_Stated problem_
Pick out each line in the records below that contains the word "black", and copy those lines without changing them.

_Records_
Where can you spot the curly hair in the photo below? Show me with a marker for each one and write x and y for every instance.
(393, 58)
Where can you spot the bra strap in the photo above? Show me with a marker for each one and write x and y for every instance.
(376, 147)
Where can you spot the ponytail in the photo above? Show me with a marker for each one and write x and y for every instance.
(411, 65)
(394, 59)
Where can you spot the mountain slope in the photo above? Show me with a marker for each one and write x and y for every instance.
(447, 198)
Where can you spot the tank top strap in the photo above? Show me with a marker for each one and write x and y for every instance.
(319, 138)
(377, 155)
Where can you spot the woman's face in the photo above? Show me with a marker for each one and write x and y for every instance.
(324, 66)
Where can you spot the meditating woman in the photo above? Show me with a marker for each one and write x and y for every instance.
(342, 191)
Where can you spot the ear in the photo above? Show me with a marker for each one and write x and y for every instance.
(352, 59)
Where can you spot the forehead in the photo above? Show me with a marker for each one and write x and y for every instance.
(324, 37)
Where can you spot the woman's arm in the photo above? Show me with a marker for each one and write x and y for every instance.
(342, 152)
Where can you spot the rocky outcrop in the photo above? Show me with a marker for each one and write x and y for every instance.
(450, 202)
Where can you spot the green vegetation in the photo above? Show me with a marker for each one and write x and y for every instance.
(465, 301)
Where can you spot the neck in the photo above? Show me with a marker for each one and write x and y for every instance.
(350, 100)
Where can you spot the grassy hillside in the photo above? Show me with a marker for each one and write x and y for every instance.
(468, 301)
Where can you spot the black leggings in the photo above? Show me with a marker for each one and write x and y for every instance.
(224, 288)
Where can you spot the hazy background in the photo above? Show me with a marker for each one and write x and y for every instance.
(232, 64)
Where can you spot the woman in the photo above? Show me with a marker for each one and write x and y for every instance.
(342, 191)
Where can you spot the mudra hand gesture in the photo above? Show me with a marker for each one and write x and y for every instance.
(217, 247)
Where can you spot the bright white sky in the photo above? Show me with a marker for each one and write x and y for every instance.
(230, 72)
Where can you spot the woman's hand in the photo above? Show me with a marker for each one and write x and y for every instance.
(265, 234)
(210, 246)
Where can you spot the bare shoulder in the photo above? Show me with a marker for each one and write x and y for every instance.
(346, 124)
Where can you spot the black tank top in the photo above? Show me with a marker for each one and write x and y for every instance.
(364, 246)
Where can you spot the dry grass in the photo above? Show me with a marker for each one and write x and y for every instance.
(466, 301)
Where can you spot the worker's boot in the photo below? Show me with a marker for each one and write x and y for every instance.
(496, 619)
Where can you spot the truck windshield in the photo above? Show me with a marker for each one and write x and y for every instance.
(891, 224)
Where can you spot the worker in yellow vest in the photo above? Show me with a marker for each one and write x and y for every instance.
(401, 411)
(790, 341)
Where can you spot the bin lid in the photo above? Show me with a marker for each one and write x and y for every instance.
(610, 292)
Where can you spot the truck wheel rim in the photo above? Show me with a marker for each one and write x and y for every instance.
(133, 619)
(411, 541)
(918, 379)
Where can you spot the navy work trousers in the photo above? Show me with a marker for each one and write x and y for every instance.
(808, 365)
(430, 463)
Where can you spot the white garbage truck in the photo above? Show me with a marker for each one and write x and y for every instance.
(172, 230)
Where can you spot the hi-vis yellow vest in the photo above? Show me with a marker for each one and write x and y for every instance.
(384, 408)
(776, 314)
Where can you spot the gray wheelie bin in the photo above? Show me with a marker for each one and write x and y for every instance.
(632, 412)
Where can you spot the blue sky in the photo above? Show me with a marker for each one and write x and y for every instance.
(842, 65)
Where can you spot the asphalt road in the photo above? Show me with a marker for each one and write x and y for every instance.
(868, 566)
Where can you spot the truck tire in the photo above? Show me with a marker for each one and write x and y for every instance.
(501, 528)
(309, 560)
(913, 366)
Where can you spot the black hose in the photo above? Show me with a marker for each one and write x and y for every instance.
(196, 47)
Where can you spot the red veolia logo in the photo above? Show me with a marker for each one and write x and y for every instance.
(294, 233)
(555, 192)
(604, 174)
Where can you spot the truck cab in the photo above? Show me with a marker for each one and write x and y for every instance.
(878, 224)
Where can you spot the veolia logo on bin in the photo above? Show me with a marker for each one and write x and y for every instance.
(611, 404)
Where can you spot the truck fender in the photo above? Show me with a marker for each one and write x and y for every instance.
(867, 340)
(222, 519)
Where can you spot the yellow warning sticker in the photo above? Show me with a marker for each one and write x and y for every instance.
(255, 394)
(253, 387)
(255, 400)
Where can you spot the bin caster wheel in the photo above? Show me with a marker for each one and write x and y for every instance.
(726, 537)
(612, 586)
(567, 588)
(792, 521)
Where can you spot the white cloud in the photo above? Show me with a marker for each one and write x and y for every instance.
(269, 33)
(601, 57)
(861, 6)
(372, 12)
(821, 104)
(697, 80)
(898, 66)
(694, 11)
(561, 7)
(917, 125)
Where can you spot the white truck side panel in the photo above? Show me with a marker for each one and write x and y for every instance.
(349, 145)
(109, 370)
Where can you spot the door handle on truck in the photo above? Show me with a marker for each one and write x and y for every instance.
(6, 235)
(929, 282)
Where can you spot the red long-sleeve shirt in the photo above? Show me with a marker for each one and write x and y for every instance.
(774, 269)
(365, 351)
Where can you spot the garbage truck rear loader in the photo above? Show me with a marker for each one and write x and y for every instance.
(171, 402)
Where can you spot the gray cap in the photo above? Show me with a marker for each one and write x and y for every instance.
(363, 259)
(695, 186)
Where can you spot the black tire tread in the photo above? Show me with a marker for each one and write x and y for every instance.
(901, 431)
* * *
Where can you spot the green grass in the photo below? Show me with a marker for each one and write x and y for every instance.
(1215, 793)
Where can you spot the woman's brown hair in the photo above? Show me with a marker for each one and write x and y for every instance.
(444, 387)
---
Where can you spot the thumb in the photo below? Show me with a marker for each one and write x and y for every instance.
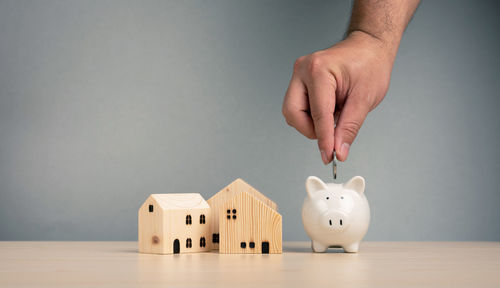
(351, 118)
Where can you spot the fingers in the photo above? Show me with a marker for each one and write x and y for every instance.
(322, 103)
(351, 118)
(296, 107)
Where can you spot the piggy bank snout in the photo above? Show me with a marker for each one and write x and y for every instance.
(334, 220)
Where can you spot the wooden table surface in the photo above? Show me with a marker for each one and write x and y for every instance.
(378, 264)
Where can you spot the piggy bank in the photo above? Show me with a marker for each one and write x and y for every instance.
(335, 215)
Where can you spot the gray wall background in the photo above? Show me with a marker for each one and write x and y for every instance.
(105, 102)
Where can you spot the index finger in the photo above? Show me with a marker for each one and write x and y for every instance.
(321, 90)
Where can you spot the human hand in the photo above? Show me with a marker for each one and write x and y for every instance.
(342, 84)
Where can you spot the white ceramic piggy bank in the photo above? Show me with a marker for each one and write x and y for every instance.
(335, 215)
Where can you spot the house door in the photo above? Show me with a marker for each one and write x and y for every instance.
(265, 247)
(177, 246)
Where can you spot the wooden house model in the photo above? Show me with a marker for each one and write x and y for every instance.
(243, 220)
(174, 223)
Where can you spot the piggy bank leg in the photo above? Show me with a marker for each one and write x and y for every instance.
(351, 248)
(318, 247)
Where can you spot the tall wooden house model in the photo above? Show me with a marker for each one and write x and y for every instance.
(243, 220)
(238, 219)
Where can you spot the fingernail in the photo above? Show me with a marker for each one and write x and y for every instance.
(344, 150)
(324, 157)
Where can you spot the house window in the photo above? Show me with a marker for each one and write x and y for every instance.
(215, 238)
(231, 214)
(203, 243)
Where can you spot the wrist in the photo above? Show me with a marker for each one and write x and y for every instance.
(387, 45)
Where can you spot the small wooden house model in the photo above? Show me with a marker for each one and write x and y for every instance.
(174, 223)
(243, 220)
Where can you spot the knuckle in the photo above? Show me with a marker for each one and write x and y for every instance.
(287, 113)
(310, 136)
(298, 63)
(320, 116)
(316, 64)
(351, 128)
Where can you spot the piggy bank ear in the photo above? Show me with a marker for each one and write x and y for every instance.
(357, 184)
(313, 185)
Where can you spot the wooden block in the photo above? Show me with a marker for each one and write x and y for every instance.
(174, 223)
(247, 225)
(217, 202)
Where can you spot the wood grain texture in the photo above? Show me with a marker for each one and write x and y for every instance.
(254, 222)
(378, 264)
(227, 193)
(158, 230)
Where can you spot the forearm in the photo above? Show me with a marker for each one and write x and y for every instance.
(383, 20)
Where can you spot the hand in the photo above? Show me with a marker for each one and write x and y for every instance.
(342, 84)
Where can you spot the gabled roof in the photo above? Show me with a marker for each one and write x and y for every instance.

_Completed exercise_
Where can you spot the black leggings in the photo above? Show me with a marker for each one and write x and y for every instance.
Where can you spot the black tank top in the photo above? Show me with a marker for each one and write x and y for every instance.
Where can you spot the black hose in the photo above? Show me with a marker for each one and write x and y for every instance.
Where can you spot the black tire tread in the photo above? Show me with a marker for each one and write x and y for every instance.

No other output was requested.